» **WORK INSTRUCTIONS**:
a. In the article on Stanford's investment responsibility review, how many responses did the campus survey draw?
b. From the article on Stanford's investment responsibility review, output the part that opens with the words containing "The first document" and closes with "from the campus community.".
c. Go on with the article on Stanford's investment responsibility review, picking up after its final sentence.

» **DOCUMENT SEGMENT**:

Following a year of review and input from the campus community, Stanford’s Board of Trustees has adopted an updated approach to managing social responsibility in the university endowment’s investments.
At its Dec. 3-4 meeting, the board approved two documents: a new Ethical Investment Framework issued by Stanford Management Company (SMC), and an updated Statement on Investment Responsibility from the board.
The first document is a statement of how SMC actively incorporates ethical considerations into its investment decisions. The second is a statement of the trustees’ view of the responsible investment of Stanford’s endowment and the “abhorrent and ethically unjustifiable” conditions under which an investment should be excluded from it. Stanford also is adopting procedures intended to be more effective for the board to hear investment responsibility requests from the campus community.
In addition, as part of the Presidential Initiatives on Mission & Values being developed in the university’s long-range planning process, Stanford is committing $10 million to a new educational and research initiative in the area of responsible, sustainable and impact investing and governance.
The initiative will expand opportunities for students interested in these subjects and will be developed over the next year. The initiative will include both new and existing programs, courses, workshops, lectures, internships and other opportunities in this exciting and evolving area of scholarship.
“We believe these actions represent an approach to investment responsibility that makes sense for the Stanford of the 21st century – creating new opportunities for students, factoring ethical and social considerations appropriately into the investment decision-making process, and fulfilling our deepest obligation as trustees to ensuring the long-term financial health of the university,” said Board of Trustees Chair Jeff Raikes in a letter to the university community.
Year-long review
In October 2017, the Board of Trustees initiated a review of its Statement on Investment Responsibility and related procedures for addressing investment responsibility issues. The statement was first issued in 1971 and has been amended a number of times since.
The board asked the Advisory Panel on Investment Responsibility and Licensing (APIRL) to conduct outreach to the campus community. The panel, consisting of students, faculty, staff and alumni, conducted a campus survey that drew 432 responses, interviewed individuals and groups connected with past divestment proposals, conducted focus groups and solicited input on a website. The APIRL provided its recommendations to the board earlier this year.
The APIRL said the previous Statement on Investment Responsibility “has proven difficult to use as an evaluation tool” and produced confusion in the community regarding its standards and guidelines. Moreover, the APIRL urged the university to adopt a more proactive approach to investment responsibility, outlining more clearly the principles that define how environmental, social and governance (ESG) factors are considered in investment decisions in the first place.
“If the university has adopted a broad and carefully considered approach to ESG issues, the university can then appropriately relegate divestment to an exceptional decision made only in the most extreme situations,” the APIRL’s report said.
The APIRL also recommended an improved process for reviewing investment responsibility requests. The year or more required for many decisions in the past has been frustrating to community members, the panel said, and the APIRL itself has sometimes spent months researching an issue only to find that the university has no investment holdings in the area.
Among other things, APIRL members recommended that the APIRL itself be dissolved and that an ad-hoc fact-finding committee be created where needed to research specific investment responsibility issues that arise.

Saved entries
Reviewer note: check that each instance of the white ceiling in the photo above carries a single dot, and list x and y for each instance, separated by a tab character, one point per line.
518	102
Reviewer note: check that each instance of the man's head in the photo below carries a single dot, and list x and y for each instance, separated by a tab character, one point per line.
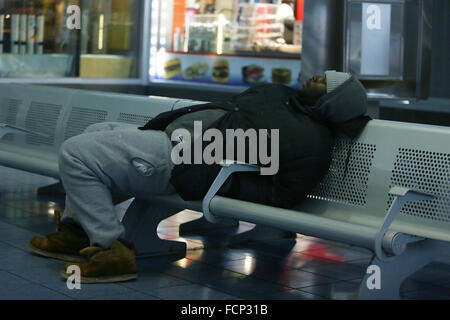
318	86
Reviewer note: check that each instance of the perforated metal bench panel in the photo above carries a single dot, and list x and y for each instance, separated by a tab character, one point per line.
60	114
389	154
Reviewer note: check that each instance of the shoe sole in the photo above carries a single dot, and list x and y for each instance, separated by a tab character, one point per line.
110	279
58	256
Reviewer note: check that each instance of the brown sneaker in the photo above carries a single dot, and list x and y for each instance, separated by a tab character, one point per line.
116	264
62	245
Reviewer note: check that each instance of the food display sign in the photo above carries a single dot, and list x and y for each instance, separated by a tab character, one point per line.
227	69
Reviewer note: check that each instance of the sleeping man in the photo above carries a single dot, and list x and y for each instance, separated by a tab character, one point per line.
114	158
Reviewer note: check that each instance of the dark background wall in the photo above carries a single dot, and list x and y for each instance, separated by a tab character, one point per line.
439	113
440	82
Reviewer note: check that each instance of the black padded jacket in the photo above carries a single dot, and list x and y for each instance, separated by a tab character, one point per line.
306	142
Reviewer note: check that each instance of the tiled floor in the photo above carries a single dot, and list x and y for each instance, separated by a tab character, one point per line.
301	269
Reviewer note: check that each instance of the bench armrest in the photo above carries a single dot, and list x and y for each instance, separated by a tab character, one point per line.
410	194
402	196
229	167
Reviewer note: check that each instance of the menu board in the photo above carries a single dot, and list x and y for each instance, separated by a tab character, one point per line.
229	70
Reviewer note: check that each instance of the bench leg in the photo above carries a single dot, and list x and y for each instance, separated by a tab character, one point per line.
141	223
261	233
202	226
395	271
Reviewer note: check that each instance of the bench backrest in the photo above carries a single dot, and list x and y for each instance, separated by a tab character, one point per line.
62	113
389	154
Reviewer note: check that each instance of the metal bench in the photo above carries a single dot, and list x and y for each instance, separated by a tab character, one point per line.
392	197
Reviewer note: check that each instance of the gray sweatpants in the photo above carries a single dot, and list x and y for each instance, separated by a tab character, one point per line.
112	158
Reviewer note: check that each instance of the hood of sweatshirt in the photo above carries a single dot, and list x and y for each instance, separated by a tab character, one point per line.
343	110
348	101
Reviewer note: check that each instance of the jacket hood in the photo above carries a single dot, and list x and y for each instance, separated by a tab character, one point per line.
349	101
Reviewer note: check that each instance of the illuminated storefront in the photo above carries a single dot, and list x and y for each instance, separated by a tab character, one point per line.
232	43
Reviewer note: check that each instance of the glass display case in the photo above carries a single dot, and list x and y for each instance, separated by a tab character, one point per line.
76	39
226	42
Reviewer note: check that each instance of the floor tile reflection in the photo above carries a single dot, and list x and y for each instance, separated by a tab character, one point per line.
305	268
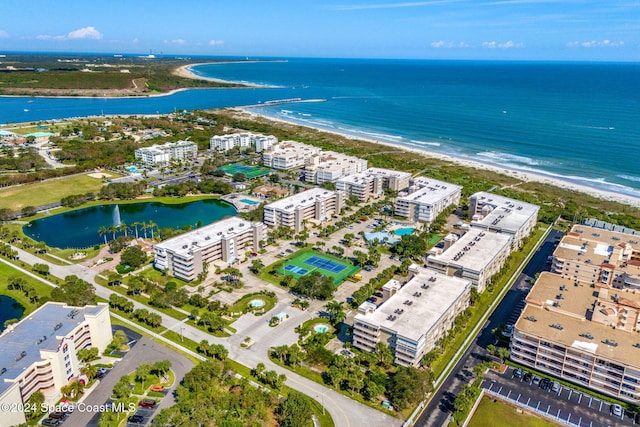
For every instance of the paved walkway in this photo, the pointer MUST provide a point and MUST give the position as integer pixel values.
(344, 411)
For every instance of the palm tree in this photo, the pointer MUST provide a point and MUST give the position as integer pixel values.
(103, 232)
(135, 227)
(152, 225)
(112, 229)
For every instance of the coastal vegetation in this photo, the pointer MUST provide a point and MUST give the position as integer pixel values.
(95, 75)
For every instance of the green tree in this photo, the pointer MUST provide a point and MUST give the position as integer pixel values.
(295, 411)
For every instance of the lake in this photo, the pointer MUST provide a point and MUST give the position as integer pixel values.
(80, 228)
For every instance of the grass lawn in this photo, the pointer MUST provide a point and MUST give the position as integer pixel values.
(49, 191)
(7, 272)
(497, 413)
(307, 260)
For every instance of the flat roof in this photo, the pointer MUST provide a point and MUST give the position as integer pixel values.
(303, 199)
(373, 173)
(418, 318)
(507, 214)
(474, 250)
(38, 331)
(430, 191)
(206, 236)
(571, 326)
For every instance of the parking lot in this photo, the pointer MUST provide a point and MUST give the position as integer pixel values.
(566, 404)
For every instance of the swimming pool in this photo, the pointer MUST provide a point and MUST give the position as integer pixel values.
(403, 231)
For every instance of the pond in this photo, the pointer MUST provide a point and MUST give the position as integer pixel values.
(80, 228)
(9, 309)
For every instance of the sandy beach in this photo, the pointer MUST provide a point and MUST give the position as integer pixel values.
(519, 175)
(186, 72)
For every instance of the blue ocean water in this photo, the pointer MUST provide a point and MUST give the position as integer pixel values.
(576, 121)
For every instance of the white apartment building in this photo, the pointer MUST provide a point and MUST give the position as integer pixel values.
(242, 140)
(597, 256)
(586, 334)
(316, 204)
(40, 352)
(158, 154)
(289, 155)
(503, 215)
(184, 256)
(372, 183)
(412, 318)
(427, 198)
(329, 167)
(476, 256)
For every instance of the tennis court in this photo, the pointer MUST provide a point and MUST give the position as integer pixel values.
(307, 262)
(250, 171)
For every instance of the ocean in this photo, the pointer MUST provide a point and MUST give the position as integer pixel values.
(575, 121)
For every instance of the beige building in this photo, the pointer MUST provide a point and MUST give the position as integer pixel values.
(184, 256)
(500, 214)
(412, 318)
(328, 166)
(372, 183)
(593, 255)
(582, 332)
(426, 199)
(476, 256)
(40, 352)
(315, 204)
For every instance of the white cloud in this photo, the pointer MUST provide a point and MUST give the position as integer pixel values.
(441, 44)
(506, 45)
(81, 33)
(85, 33)
(595, 43)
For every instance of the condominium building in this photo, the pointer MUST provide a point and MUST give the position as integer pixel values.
(372, 183)
(426, 199)
(39, 353)
(328, 166)
(158, 154)
(597, 256)
(289, 155)
(315, 204)
(503, 215)
(184, 256)
(242, 140)
(476, 256)
(412, 318)
(586, 334)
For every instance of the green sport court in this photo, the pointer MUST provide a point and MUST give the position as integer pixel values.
(307, 262)
(250, 171)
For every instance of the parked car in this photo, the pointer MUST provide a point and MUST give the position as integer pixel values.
(139, 419)
(616, 410)
(147, 403)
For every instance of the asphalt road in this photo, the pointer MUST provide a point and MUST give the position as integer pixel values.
(440, 408)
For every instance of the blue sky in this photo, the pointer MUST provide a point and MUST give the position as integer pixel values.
(439, 29)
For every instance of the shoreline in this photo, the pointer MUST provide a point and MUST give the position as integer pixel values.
(513, 173)
(186, 72)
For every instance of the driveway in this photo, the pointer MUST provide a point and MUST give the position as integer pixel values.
(144, 350)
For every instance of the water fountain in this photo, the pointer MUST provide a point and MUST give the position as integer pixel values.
(116, 216)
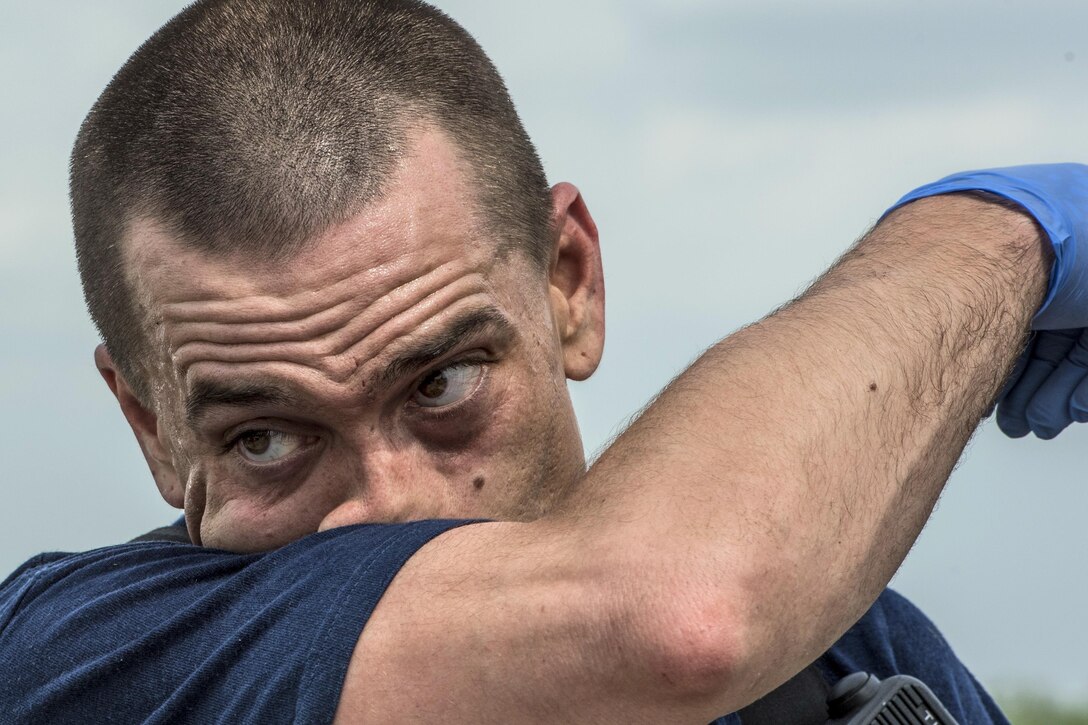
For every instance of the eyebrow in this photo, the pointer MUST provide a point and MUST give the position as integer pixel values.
(207, 394)
(425, 351)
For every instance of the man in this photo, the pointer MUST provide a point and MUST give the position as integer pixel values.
(335, 291)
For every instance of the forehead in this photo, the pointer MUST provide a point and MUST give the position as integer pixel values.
(413, 259)
(427, 213)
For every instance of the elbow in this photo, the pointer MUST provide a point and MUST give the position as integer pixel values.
(700, 650)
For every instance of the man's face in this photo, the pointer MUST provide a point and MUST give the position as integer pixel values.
(394, 369)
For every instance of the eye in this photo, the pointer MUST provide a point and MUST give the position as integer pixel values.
(447, 385)
(262, 446)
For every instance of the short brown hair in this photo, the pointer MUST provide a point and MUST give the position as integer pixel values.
(255, 124)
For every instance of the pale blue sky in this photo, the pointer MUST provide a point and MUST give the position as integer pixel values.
(729, 151)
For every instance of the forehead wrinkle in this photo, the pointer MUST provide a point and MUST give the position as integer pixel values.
(337, 356)
(324, 320)
(298, 306)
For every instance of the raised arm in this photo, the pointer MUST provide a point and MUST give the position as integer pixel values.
(745, 520)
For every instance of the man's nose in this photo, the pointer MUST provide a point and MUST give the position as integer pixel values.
(390, 486)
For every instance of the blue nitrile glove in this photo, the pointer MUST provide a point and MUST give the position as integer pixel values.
(1049, 388)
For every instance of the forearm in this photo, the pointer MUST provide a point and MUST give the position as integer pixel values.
(744, 520)
(792, 466)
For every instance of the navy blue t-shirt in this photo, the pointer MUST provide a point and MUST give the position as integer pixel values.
(171, 633)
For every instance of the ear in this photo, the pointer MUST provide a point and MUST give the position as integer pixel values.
(145, 425)
(577, 283)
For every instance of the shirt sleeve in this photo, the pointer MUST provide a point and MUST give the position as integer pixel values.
(170, 633)
(895, 638)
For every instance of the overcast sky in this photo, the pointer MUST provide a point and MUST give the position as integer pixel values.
(729, 152)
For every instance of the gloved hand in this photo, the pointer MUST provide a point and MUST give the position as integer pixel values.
(1049, 386)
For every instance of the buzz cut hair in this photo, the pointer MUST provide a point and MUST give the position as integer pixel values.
(254, 125)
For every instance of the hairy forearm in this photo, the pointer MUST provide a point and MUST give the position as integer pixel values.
(788, 471)
(748, 517)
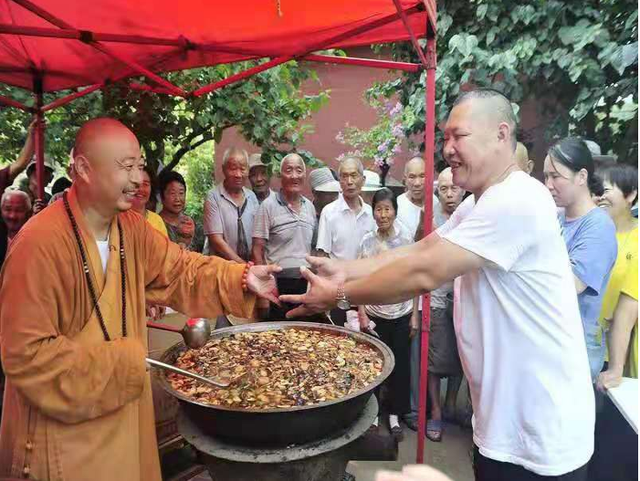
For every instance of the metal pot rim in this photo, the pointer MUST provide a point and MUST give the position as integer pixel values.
(170, 355)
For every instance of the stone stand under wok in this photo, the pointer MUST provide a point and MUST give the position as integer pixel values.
(320, 460)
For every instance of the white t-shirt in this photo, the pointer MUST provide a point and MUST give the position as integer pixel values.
(103, 249)
(409, 216)
(519, 331)
(409, 213)
(341, 230)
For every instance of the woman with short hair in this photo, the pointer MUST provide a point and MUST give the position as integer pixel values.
(620, 303)
(391, 321)
(589, 234)
(181, 228)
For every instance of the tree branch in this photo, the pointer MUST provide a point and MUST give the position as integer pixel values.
(175, 160)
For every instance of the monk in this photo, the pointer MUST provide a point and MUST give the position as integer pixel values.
(73, 335)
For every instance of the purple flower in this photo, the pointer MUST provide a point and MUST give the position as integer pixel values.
(396, 109)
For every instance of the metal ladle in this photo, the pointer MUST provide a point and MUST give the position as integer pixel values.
(177, 370)
(196, 332)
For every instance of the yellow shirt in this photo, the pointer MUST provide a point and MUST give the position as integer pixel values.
(156, 221)
(624, 279)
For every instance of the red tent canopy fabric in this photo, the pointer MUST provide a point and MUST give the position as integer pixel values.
(198, 33)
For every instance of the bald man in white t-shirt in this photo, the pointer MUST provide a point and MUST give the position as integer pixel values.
(516, 316)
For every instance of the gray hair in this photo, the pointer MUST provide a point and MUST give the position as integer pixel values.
(289, 158)
(501, 106)
(358, 162)
(19, 193)
(411, 161)
(232, 152)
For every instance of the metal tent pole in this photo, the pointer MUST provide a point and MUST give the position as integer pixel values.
(39, 137)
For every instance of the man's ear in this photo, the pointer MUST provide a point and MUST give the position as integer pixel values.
(82, 167)
(504, 132)
(530, 165)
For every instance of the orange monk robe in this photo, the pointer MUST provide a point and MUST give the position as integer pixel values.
(75, 406)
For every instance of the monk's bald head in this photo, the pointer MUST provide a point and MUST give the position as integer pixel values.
(108, 165)
(103, 138)
(491, 108)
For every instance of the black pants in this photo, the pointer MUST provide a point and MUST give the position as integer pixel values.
(486, 469)
(395, 334)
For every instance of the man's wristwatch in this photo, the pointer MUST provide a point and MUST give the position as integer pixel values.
(342, 301)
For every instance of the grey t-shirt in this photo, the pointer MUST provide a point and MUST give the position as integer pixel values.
(439, 296)
(221, 216)
(288, 233)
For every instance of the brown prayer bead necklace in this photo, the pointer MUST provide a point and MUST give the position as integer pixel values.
(87, 274)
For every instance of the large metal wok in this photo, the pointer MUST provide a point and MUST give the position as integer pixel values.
(279, 427)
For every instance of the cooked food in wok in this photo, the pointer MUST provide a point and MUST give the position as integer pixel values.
(278, 369)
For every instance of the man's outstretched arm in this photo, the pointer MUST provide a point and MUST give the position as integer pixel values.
(340, 271)
(434, 263)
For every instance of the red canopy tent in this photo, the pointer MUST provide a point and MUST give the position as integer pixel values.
(53, 45)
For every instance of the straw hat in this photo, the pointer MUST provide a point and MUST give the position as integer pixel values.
(371, 181)
(255, 160)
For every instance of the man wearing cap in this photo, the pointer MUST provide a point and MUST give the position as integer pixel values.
(229, 210)
(32, 185)
(8, 175)
(285, 223)
(259, 178)
(16, 210)
(324, 187)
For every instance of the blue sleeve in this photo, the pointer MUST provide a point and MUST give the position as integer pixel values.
(594, 252)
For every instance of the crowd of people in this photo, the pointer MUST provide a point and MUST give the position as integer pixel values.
(526, 282)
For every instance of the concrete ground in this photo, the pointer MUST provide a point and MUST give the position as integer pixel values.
(451, 456)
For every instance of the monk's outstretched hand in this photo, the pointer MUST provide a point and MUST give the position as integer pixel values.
(320, 296)
(262, 283)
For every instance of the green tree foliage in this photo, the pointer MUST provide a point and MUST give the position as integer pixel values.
(268, 109)
(578, 59)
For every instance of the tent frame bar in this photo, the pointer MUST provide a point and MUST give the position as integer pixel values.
(40, 12)
(84, 35)
(9, 102)
(363, 62)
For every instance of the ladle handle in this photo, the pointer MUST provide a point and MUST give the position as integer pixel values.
(177, 370)
(164, 327)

» **ANSWER SET**:
a. The campus survey drew 432 responses.

b.
The first document is a statement of how SMC actively incorporates ethical considerations into its investment decisions. The second is a statement of the trustees’ view of the responsible investment of Stanford’s endowment and the “abhorrent and ethically unjustifiable” conditions under which an investment should be excluded from it. Stanford also is adopting procedures intended to be more effective for the board to hear investment responsibility requests from the campus community.

c.
The outreach and input of APIRL informed board discussions that continued through the summer and fall, resulting in four steps being announced today and described below:
- An initiative for expanded educational and research offerings in the area of responsible, sustainable and impact investing and governance
- A Stanford Management Company Ethical Investment Framework
- An updated Statement on Investment Responsibility issued by the Board of Trustees
- A more effective process for investment responsibility requests to be heard
Initiative for expanded educational and research offerings
As one response to the year-long review, Stanford is committing $10 million over a 10-year period for a new initiative that will develop an expanded platform of educational and research opportunities for students and faculty with interests in responsible, sustainable and impact investing and governance.
The goal of the initiative is to deepen research efforts and create a robust set of educational offerings for students with interests at the dynamic intersection of social change, finance, philanthropy and governance.
“The world is moving away from a sharp separation between ‘finance’ and ‘social responsibility’,” said Jonathan Levin, dean of the Stanford Graduate School of Business. “At the GSB, we’re excited to join with others across the campus to develop this new initiative that will bring together ethics, investing, social responsibility, corporate finance and other closely related topics.”
The university is establishing a working group of faculty members from across the campus – including the Graduate School of Business, Stanford Law School and the School of Humanities and Sciences – to plan the scope and mission of the new initiative.
New SMC Ethical Investment Framework
Part of the Board of Trustees action this week was reviewing and approving an Ethical Investment Framework developed by Stanford Management Company, the university division that manages the endowment.
“Ethical and social considerations play a central role in SMC’s work,” the document says, including in decisions about asset allocation, analysis of individual investments, and selection of the external fund managers who invest most of the endowment’s holdings.
“Ethical and social factors can alter [long-term investment] prospects, particularly if they involve a public good, such as clean air or water,” the document says. “For example, climate change alters the risk and return characteristics of conventional energy holdings.”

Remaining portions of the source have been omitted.